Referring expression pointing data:
Content starts

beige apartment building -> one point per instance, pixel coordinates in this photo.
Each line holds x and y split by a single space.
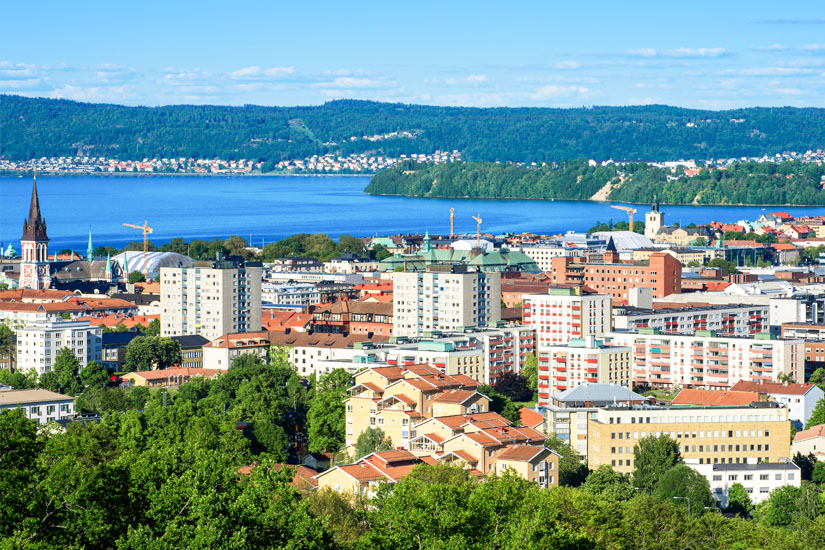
219 298
444 298
582 361
707 361
394 399
713 435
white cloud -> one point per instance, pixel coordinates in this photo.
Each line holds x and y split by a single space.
567 65
257 73
679 52
552 91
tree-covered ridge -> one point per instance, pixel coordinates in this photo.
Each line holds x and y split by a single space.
789 182
36 127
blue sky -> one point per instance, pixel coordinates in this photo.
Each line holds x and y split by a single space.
715 55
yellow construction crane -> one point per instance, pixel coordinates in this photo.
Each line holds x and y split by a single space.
630 212
146 230
478 229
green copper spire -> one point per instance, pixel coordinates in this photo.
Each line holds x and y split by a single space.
90 251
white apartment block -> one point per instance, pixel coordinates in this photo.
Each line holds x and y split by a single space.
565 313
38 343
581 361
444 298
758 479
295 294
39 405
726 320
544 254
707 361
211 301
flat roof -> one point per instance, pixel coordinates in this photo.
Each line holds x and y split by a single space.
19 397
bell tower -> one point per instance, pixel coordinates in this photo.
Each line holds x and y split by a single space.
34 265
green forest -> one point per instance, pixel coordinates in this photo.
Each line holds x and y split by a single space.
163 471
787 183
37 127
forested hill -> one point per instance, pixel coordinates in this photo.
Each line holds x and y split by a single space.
791 183
32 128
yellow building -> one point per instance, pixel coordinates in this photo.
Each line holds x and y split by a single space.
713 435
534 463
394 398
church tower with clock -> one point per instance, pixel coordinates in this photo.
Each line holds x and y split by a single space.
34 267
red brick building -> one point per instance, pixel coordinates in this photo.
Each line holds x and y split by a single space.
662 273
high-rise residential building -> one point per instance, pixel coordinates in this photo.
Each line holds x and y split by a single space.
220 298
706 360
38 343
34 266
564 313
444 298
581 361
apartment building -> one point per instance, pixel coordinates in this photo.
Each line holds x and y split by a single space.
216 299
801 399
445 298
725 320
395 399
707 361
564 313
713 435
759 480
662 273
581 361
38 343
543 254
39 405
567 413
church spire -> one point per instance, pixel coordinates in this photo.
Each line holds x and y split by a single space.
34 228
90 251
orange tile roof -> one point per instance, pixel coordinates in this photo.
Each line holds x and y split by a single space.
185 371
772 387
530 418
714 398
521 453
816 431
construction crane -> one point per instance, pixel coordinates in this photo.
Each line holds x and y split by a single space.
478 229
630 212
146 230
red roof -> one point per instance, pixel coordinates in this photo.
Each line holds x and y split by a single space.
714 398
773 387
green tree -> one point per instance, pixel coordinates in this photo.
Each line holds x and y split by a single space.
151 353
370 441
682 484
530 372
817 415
572 466
19 449
609 484
818 378
66 367
739 502
326 414
652 458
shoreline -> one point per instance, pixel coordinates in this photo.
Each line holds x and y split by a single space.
725 205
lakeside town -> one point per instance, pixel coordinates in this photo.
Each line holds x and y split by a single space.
471 350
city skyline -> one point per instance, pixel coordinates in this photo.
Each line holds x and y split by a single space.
703 55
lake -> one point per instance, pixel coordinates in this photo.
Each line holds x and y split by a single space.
272 207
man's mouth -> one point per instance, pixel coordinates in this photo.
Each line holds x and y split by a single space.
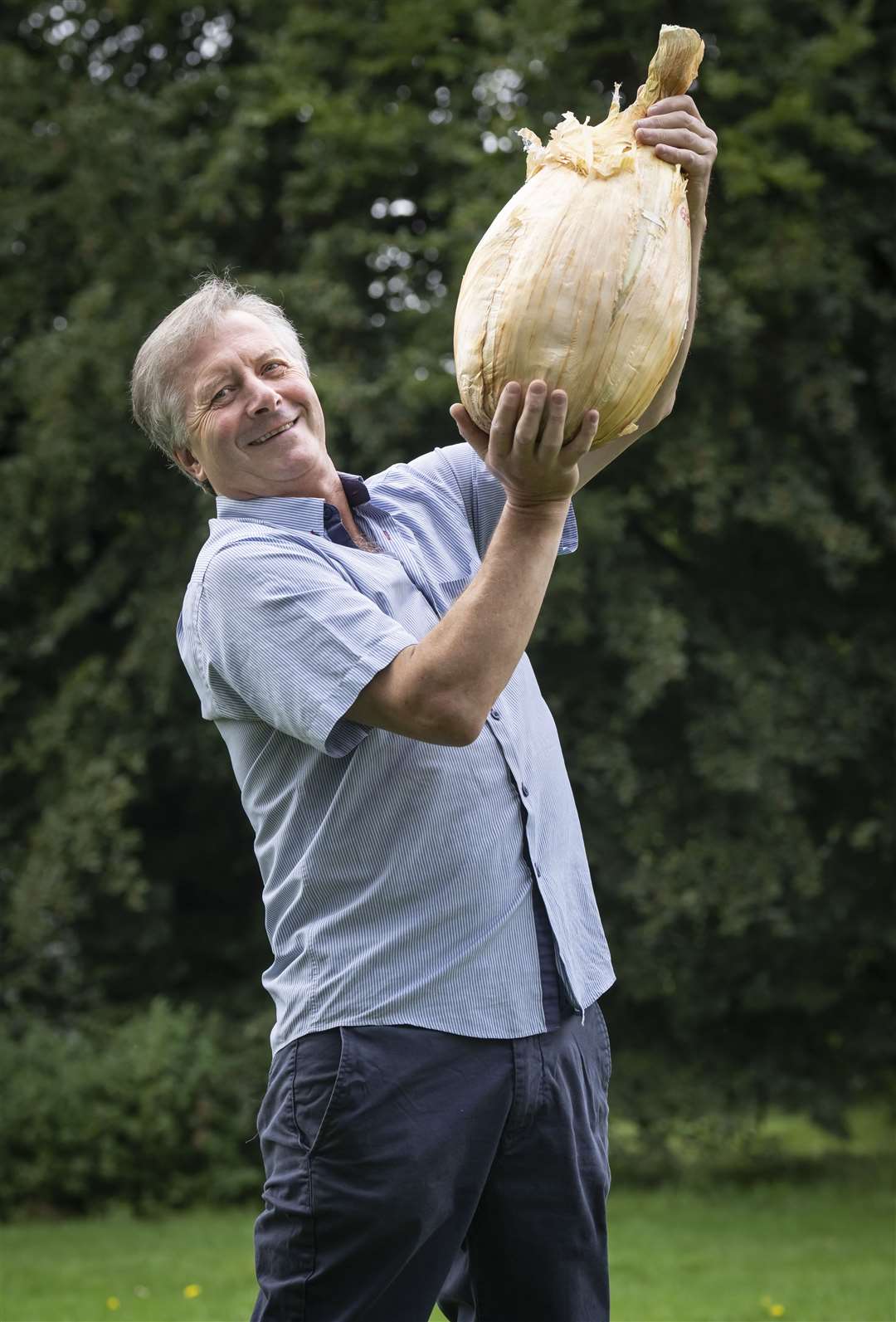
276 432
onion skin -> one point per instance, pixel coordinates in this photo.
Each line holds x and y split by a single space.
583 278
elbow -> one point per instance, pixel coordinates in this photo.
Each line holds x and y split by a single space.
459 729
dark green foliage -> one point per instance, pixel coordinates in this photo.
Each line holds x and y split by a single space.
149 1114
720 653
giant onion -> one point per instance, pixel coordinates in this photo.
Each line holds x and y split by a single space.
583 278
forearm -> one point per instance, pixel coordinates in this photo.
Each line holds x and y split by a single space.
470 655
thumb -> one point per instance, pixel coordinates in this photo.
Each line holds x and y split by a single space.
468 430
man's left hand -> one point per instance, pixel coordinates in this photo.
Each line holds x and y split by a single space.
678 135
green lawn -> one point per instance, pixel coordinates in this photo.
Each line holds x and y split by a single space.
822 1251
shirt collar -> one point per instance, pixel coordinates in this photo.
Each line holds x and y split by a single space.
301 513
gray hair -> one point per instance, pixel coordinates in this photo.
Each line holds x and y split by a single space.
158 392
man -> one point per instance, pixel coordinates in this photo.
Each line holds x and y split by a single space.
435 1117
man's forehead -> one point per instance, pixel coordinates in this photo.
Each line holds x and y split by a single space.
225 357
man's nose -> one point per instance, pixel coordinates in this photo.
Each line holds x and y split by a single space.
263 397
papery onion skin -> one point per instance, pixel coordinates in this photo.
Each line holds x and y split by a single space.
583 278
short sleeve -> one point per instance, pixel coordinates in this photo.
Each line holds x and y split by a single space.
461 470
285 639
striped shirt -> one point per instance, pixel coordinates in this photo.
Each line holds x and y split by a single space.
397 874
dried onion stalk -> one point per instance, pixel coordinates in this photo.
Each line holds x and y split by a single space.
583 278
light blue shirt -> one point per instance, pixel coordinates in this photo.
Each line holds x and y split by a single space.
397 874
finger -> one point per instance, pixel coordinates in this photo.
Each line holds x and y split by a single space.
695 163
583 439
669 104
505 419
530 418
470 432
679 138
554 425
677 120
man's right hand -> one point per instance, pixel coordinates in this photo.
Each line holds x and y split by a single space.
532 471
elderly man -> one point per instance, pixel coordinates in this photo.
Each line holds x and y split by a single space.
435 1117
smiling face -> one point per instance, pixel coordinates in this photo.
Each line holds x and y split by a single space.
254 421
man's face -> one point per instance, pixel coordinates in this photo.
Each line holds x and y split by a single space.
242 383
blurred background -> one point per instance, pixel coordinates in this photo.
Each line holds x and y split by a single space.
719 655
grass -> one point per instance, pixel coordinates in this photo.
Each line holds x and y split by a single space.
822 1251
811 1250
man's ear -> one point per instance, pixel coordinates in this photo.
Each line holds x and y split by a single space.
187 461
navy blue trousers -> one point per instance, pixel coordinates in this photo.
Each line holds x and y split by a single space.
407 1166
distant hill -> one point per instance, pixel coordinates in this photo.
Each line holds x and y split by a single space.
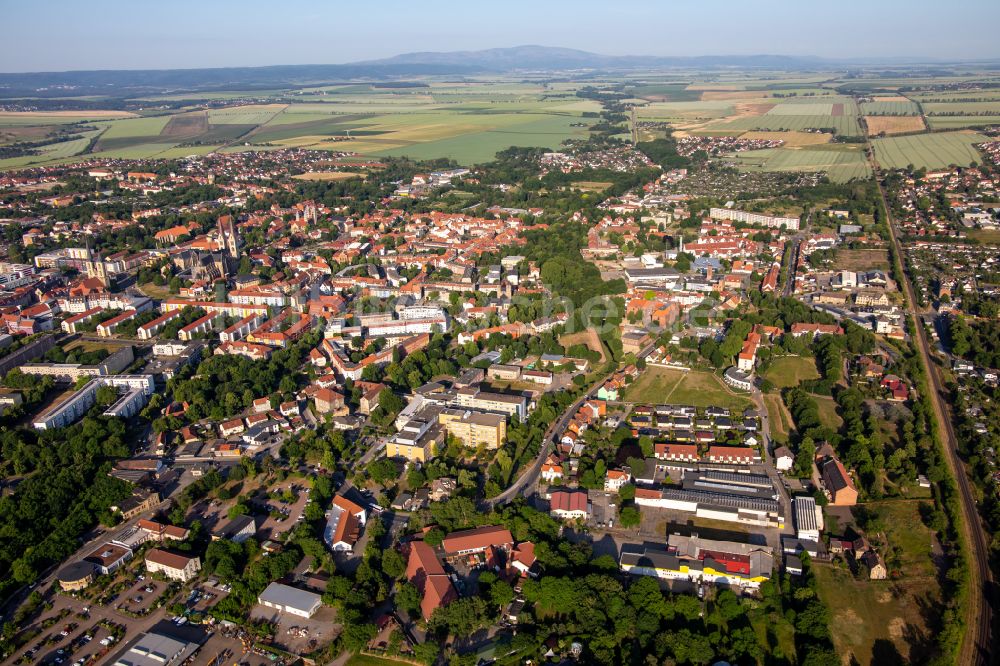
549 57
120 84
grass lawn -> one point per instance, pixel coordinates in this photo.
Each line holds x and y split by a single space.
155 291
328 175
89 346
369 660
777 418
862 260
828 412
905 529
696 387
786 371
863 612
774 631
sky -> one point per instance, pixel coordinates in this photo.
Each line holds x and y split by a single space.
59 35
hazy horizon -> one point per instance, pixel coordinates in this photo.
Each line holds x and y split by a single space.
111 34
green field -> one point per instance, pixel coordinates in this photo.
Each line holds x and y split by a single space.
786 371
369 660
846 125
969 108
890 109
696 387
899 611
931 151
465 121
828 412
841 162
961 122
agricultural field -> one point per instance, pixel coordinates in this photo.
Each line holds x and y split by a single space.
862 260
791 139
22 118
846 125
962 122
54 151
962 108
695 387
894 124
841 162
245 115
685 111
327 175
930 151
890 106
468 122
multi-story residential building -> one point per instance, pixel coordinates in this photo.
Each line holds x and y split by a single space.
417 441
475 429
174 566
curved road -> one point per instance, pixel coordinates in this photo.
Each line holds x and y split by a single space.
530 477
979 644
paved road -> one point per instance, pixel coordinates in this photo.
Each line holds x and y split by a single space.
530 477
980 642
772 472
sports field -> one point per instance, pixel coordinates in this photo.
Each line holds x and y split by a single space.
841 162
930 151
696 387
786 371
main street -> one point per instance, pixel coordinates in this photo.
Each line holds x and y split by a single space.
529 479
978 646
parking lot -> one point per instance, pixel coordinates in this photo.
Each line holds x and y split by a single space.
298 634
141 597
282 514
222 648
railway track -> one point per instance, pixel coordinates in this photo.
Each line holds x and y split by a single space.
979 643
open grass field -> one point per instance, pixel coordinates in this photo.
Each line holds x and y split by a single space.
369 660
931 151
587 337
898 106
863 612
245 115
21 118
828 412
53 151
467 121
846 125
894 124
841 162
899 611
786 371
963 107
779 419
791 139
591 185
696 387
960 122
862 260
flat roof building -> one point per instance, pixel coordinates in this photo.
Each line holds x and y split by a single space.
291 600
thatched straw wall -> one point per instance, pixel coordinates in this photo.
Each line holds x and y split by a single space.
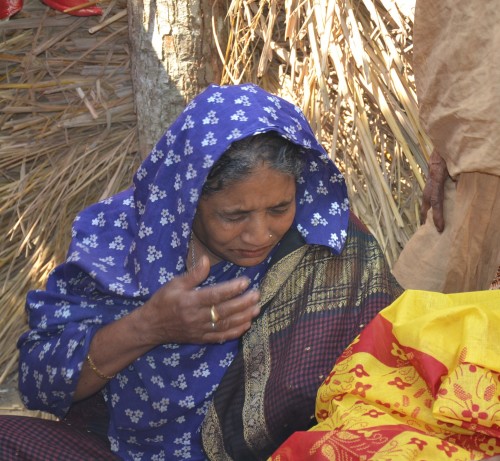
347 63
67 139
67 122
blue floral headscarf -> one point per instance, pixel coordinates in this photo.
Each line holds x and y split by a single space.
126 247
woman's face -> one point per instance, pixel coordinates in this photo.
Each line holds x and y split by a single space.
243 222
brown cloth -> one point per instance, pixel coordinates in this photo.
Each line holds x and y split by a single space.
457 74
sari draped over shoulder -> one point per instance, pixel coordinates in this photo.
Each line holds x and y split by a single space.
126 247
316 303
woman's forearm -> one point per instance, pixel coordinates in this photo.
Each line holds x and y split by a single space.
113 347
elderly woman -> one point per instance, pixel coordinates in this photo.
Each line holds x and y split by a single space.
208 302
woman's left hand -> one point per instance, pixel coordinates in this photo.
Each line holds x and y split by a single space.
181 312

Content ends

WORK TO BE COMPLETED: Scan the entries above for the line containing "hazy horizon ->", and copy it and all lines after it exactly, down to and including the line containing "agricultural field ->".

TASK ANSWER:
hazy horizon -> one point per instance, pixel coordinates in this photo.
Each line holds x and y split by a single space.
111 34
green field -> one point per instance, pixel coordinates in this photo.
Each line holds x and y split by a single space.
786 371
369 660
846 125
969 108
890 109
696 387
899 611
931 151
465 121
828 412
841 162
961 122
agricultural field -> one point per instance, pixel coordinates in this photo.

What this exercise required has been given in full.